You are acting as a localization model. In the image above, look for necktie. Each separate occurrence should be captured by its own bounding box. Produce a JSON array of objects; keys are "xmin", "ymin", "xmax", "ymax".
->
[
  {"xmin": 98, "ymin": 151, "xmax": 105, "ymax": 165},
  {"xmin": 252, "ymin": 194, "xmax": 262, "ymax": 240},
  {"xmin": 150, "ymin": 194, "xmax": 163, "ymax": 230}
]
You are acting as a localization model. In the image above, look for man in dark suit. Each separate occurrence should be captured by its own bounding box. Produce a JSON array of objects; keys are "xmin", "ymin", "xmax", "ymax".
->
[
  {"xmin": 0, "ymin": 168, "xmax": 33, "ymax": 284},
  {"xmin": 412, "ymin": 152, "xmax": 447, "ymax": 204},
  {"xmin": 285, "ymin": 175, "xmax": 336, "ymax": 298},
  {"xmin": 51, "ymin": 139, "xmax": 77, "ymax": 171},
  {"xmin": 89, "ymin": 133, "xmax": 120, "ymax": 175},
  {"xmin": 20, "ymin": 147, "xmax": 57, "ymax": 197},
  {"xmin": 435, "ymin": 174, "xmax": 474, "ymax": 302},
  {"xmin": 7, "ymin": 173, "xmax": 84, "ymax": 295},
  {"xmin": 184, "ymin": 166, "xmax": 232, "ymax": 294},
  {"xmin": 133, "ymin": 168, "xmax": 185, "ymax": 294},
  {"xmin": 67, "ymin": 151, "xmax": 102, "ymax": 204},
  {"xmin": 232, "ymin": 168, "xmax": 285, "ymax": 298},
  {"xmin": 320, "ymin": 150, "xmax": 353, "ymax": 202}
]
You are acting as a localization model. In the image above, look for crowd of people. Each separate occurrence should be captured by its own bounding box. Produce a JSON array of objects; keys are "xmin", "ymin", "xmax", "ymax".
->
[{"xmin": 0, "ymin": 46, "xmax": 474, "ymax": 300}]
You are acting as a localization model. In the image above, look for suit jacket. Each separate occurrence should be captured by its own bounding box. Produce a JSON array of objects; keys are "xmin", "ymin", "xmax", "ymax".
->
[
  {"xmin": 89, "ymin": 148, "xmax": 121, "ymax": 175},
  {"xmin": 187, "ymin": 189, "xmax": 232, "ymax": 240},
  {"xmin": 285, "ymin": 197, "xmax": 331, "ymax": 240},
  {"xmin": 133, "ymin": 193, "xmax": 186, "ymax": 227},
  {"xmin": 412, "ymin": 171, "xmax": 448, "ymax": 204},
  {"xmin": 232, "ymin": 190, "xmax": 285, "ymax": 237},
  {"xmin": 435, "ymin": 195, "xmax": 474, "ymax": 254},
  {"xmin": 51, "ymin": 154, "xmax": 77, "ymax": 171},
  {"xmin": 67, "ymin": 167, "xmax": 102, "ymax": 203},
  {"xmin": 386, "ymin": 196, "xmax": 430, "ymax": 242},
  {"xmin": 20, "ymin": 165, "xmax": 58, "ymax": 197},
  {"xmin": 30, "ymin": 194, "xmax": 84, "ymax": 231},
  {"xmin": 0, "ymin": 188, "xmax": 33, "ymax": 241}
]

::::::::::

Please rewrite the listing starting at the line that contains "look for suit" and ending at its final line, with 104 added to every bounding box coordinate in the answers and all other text left as it is.

== Solution for this task ==
You are acting as a localization model. In the image above, look for suit jacket. Each separate occurrence should be captured by its own bounding box. Produce a JSON array of objects; keys are "xmin", "ymin", "xmax", "ymax".
->
[
  {"xmin": 193, "ymin": 252, "xmax": 225, "ymax": 279},
  {"xmin": 291, "ymin": 293, "xmax": 336, "ymax": 344},
  {"xmin": 389, "ymin": 301, "xmax": 435, "ymax": 344},
  {"xmin": 237, "ymin": 297, "xmax": 290, "ymax": 331},
  {"xmin": 516, "ymin": 275, "xmax": 552, "ymax": 308},
  {"xmin": 336, "ymin": 294, "xmax": 389, "ymax": 341},
  {"xmin": 539, "ymin": 299, "xmax": 578, "ymax": 358},
  {"xmin": 155, "ymin": 258, "xmax": 181, "ymax": 275},
  {"xmin": 171, "ymin": 271, "xmax": 206, "ymax": 307},
  {"xmin": 490, "ymin": 300, "xmax": 534, "ymax": 346},
  {"xmin": 124, "ymin": 269, "xmax": 162, "ymax": 301},
  {"xmin": 134, "ymin": 298, "xmax": 188, "ymax": 335},
  {"xmin": 104, "ymin": 292, "xmax": 137, "ymax": 345}
]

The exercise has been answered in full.